### Aim of the task
Reproduce every line of the records below word for word, leaving nothing out and changing nothing.

### Data
>>>

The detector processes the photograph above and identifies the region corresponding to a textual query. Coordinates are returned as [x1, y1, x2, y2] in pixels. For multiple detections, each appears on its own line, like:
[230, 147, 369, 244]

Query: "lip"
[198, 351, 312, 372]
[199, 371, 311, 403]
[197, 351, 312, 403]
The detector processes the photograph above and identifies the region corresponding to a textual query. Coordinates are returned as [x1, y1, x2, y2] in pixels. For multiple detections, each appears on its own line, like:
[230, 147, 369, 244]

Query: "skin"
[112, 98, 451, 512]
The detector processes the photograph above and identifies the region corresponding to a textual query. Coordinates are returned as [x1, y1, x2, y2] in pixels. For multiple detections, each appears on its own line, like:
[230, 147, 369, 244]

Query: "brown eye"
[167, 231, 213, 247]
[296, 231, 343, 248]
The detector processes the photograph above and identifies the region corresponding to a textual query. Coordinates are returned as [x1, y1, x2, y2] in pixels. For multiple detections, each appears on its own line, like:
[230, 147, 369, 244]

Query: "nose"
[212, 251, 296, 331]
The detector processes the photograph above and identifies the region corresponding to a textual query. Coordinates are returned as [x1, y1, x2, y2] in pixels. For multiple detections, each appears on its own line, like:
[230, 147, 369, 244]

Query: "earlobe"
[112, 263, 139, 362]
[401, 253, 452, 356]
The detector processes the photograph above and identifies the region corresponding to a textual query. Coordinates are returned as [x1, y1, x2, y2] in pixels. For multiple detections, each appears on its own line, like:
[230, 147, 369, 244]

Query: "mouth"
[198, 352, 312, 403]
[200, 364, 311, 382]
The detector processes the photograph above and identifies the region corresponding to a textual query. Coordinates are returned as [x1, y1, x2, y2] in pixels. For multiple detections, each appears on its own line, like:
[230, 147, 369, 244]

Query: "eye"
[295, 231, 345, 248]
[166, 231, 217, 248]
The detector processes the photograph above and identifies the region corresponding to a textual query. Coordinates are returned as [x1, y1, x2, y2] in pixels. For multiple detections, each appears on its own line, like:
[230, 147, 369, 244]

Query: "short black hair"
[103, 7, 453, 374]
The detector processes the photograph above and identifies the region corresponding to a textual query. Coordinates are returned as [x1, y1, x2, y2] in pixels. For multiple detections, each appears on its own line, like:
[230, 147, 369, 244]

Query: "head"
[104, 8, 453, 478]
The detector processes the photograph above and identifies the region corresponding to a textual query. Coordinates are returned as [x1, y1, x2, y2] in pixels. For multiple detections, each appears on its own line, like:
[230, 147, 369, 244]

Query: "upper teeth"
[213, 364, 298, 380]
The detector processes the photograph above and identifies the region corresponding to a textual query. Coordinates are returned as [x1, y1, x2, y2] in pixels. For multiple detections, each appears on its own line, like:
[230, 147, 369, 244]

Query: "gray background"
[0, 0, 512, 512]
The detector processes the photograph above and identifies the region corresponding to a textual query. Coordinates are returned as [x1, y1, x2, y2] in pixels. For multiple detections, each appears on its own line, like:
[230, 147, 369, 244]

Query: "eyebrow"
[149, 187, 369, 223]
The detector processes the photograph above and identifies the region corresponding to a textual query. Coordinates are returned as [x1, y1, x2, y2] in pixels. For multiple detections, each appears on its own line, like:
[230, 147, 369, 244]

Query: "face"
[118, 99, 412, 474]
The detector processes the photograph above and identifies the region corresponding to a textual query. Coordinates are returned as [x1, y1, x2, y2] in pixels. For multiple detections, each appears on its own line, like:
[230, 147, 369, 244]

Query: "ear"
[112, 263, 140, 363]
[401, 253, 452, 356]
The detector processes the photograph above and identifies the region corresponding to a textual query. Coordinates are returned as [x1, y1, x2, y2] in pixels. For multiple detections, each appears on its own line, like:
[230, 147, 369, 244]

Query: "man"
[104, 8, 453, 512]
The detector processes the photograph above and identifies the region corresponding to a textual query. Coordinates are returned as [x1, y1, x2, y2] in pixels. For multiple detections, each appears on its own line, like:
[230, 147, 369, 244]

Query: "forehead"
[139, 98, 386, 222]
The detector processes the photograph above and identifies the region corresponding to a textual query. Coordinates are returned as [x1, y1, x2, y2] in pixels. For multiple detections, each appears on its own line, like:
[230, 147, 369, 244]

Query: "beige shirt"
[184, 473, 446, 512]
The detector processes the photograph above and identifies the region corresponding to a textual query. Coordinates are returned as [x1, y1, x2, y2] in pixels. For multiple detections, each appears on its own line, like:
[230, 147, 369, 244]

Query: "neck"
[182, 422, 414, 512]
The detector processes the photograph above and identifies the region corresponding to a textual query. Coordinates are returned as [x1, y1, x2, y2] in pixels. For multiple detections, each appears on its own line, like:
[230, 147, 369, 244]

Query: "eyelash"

<<<

### Result of the exercise
The detector processes the photograph above and identifies the region corresponding to a textual query. Coordinates are returned as [x1, y1, x2, y2] in pixels. For multiple detections, each appears on its own line, like:
[230, 147, 369, 244]

Query: "lip"
[198, 351, 312, 372]
[199, 371, 311, 403]
[197, 351, 312, 403]
The detector processes the photograph above and identifies the region corresponding to a textual query. Coordinates are returned as [x1, y1, x2, y2] in pixels. For multiple detections, each appears on its own line, like:
[230, 147, 369, 244]

Query: "skin"
[112, 98, 451, 512]
The detector processes the photograph above and identifies the region corresponding to a textual query. Coordinates are returned as [x1, y1, x2, y2] in pixels. For multiple detections, each appears on its own line, like:
[230, 147, 369, 244]

Query: "brown eye"
[167, 231, 213, 247]
[296, 231, 343, 248]
The detector processes the photograph above and identifies the region corresponding to a textual query. Coordinates are returned as [x1, y1, x2, y2] in pixels. For multiple detections, each appears on its own line, like:
[230, 147, 369, 244]

Query: "nose"
[212, 251, 296, 331]
The detector processes the photograph above and identifies the region corresponding to a textual query. Coordinates are returned as [x1, y1, x2, y2] in pixels. For multiple detections, each appears on its own line, like:
[230, 147, 369, 244]

Query: "earlobe"
[112, 263, 139, 362]
[401, 253, 452, 356]
The detector processes the photograph above and identifies the region corresponding to a textual query. Coordinates are returned as [x1, y1, x2, y2] in pixels. For multiple detections, each appears on its own line, like:
[230, 147, 369, 244]

Query: "mouth"
[198, 352, 312, 403]
[200, 364, 311, 382]
The detector processes the photograph above and identifies the region corresponding to a textual query. Coordinates are returned as [x1, y1, x2, y2] in pixels. For multiple detections, each appears on its own line, like:
[230, 147, 369, 244]

Query: "eye"
[295, 231, 345, 248]
[166, 231, 217, 248]
The detector processes the photograph above and identifies the region corresponding to a textual query. Coordinates are returned as [x1, y1, x2, y2] in pixels. For multiple detections, each appears on its own line, like:
[230, 147, 369, 244]

Query: "short black hair"
[103, 7, 453, 374]
The detector processes the photograph above and identifies the region corresponding to a textual query. Coordinates are returned as [x1, y1, x2, y2] in pixels. For multiple detections, each appears on its own line, like:
[230, 147, 369, 244]

Query: "head"
[104, 8, 453, 478]
The detector processes the photograph above and identifies the region corresponding to a textual query. Coordinates are returned as [x1, y1, x2, y2] in pixels. For multiple detections, each appears on its own line, like:
[230, 147, 369, 244]

Query: "upper teeth"
[213, 364, 298, 380]
The detector processes the photograph above and identifies the region corresponding to a textual query. Coordinates are returned as [x1, y1, x2, y2] in pixels. For multiple detections, each appears on its own line, like:
[230, 147, 369, 244]

Query: "gray background"
[0, 0, 512, 512]
The detector processes the photograph above and identifies the region corresponding to a textual query. Coordinates are returned as [x1, y1, x2, y2] in pixels. For multiple detections, each appears on its own line, like:
[230, 147, 369, 244]

Query: "eyebrow"
[149, 187, 369, 223]
The detector processes the photograph above and identifies the region corresponding to a textual query. Coordinates are returned as [x1, y1, x2, y2] in pixels. For multiple detections, each appears on its own line, like:
[230, 147, 369, 244]

Query: "face"
[118, 99, 412, 474]
The detector processes the photograph above and identifies the region corresponding to a textual query. Coordinates are returned as [x1, y1, x2, y2] in pixels. For multiple detections, each appears on its own line, like:
[230, 147, 369, 244]

Query: "ear"
[112, 263, 140, 363]
[401, 253, 452, 356]
The detector processes the photograph above and identifies the region corresponding to a textual query. Coordinates are returned as [x1, y1, x2, y2] in pixels. For multiple detections, each appears on its own line, like:
[230, 147, 369, 244]

Query: "man"
[104, 8, 453, 512]
The detector processes the photograph above and identifies the region corresponding to a textual query. Coordinates are returned as [x1, y1, x2, y2] in pixels. For multiple detections, each appears on its own line, like:
[230, 147, 369, 244]

Query: "forehead"
[139, 98, 386, 222]
The detector processes the photograph above and identifies the region corresponding to a textual query. Coordinates are returned as [x1, y1, x2, y2] in pixels. For multiple detections, each appears on its own line, like:
[230, 147, 369, 244]

Query: "beige shirt"
[184, 473, 446, 512]
The detector processes the photograph above and identifies the region corresponding to a textual query. Coordinates are returned as [x1, y1, x2, y2] in pixels. For multiple detections, each appears on its own line, like:
[230, 147, 369, 244]

Query: "neck"
[182, 422, 414, 512]
The detector processes the photograph above and identifies the region corresponding to a textual query. Coordinates are returned as [x1, y1, x2, y2] in pixels. For multiple detections, each appears on its own line, like:
[230, 147, 369, 244]

Query: "eyelash"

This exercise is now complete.